### [Provided text]
Worldwide Human Relationships Inferred from Genome-Wide Patterns of Variation

See allHide authors and affiliations

Science  22 Feb 2008:
Vol. 319, Issue 5866, pp. 1100-1104
DOI: 10.1126/science.1153717


Human genetic diversity is shaped by both demographic and biological factors and has fundamental implications for understanding the genetic basis of diseases. We studied 938 unrelated individuals from 51 populations of the Human Genome Diversity Panel at 650,000 common single-nucleotide polymorphism loci. Individual ancestry and population substructure were detectable with very high resolution. The relationship between haplotype heterozygosity and geography was consistent with the hypothesis of a serial founder effect with a single origin in sub-Saharan Africa. In addition, we observed a pattern of ancestral allele frequency distributions that reflects variation in population dynamics among geographic regions. This data set allows the most comprehensive characterization to date of human genetic variation.

[Stored data entries]
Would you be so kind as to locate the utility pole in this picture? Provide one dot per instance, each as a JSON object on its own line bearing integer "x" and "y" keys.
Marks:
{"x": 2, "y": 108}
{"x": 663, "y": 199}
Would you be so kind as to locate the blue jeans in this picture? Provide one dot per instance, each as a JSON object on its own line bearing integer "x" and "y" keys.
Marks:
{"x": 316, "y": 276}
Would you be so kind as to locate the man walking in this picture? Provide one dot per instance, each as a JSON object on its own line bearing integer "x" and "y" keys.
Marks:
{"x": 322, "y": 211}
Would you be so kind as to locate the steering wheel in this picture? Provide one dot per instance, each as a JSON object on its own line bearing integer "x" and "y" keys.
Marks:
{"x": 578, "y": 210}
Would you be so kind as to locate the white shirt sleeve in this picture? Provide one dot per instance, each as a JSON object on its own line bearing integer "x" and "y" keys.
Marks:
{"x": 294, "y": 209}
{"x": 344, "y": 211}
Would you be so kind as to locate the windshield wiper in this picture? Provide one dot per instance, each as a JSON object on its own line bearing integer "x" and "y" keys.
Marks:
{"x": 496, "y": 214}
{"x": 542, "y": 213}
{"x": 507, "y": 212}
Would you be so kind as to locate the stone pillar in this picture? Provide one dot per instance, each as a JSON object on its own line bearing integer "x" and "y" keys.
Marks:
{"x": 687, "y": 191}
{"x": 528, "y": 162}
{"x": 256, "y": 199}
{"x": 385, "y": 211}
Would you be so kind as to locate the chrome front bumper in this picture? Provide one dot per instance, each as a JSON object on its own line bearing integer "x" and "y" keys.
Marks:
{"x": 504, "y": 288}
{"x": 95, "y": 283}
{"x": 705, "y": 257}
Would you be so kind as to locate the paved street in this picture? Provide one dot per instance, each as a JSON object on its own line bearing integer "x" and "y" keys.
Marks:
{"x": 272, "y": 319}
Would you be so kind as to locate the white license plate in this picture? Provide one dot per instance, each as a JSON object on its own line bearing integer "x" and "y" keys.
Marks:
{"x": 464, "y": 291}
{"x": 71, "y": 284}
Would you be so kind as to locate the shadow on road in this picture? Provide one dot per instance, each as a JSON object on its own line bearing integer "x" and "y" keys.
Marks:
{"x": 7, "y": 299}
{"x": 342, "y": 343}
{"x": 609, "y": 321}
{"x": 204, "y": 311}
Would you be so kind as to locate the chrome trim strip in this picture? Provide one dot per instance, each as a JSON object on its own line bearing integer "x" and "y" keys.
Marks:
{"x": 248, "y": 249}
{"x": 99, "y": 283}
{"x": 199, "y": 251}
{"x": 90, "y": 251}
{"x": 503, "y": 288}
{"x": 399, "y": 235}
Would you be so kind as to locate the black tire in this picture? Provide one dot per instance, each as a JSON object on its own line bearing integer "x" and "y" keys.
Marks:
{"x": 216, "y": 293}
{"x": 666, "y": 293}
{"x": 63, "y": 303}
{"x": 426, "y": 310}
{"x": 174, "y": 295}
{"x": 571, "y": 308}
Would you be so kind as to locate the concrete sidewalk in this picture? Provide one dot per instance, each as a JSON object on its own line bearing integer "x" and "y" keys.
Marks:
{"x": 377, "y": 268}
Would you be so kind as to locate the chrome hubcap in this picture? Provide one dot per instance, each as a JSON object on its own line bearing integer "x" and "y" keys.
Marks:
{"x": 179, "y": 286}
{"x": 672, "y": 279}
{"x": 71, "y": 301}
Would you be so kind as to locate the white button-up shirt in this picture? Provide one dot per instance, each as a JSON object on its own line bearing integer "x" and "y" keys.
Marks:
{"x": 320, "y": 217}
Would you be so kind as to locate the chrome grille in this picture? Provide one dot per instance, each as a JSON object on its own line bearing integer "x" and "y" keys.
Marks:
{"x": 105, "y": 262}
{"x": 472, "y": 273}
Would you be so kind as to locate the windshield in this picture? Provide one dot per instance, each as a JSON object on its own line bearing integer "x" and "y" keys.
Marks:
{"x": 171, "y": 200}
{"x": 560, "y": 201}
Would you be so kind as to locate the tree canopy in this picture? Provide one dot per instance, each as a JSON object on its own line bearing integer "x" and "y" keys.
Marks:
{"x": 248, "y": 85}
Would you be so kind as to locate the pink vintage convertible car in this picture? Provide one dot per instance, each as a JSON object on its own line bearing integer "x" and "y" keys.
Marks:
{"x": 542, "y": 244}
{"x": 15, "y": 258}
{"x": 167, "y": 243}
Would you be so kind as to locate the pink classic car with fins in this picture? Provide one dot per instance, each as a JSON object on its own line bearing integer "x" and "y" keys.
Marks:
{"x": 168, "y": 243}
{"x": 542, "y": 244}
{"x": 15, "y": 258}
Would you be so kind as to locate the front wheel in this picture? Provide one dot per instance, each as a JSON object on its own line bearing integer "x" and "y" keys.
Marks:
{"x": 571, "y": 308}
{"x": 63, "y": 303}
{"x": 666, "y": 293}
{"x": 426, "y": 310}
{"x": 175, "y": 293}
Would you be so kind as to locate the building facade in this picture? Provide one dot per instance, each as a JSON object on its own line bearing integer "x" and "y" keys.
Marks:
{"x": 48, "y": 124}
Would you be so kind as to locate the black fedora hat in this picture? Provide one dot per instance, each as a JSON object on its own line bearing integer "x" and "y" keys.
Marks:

### [Actions to take]
1. According to the abstract on worldwide human genetic variation, how many unrelated individuals were studied, and from how many populations?
2. Carry on the abstract on worldwide human genetic variation, picking up right after its final sentence.

### [Task-by-task outputs]
1. 938 unrelated individuals from 51 populations of the Human Genome Diversity Panel.

2.
In the past 30 years, the ability to study DNA sequence variation has dramatically increased our knowledge of the relationships among and history of human populations. Analyses of mitochondrial, Y chromosomal, and autosomal markers have revealed geographical structuring of human populations at the continental level (13) and suggest that a small group of individuals migrated out of eastern Africa and their descendants subsequently expanded into most of today's populations (36). Despite this progress, these studies were limited to a small fraction of the genome, to limited populations, or both, and yield an incomplete picture of the relative importance of mutation, recombination, migration, demography, selection, and random drift (710). To substantially increase the genomic and population coverage of past studies (e.g., the HapMap Project), we have examined more than 650,000 single-nucleotide polymorphisms (SNPs) in samples from the Human Genome Diversity Panel (HGDP-CEPH), which represents 1064 fully consenting individuals from 51 populations from sub-Saharan Africa, North Africa, Europe, the Middle East, South/Central Asia, East Asia, Oceania, and the Americas (11). This data set is freely available (12) and allows a detailed characterization of worldwide genetic variation.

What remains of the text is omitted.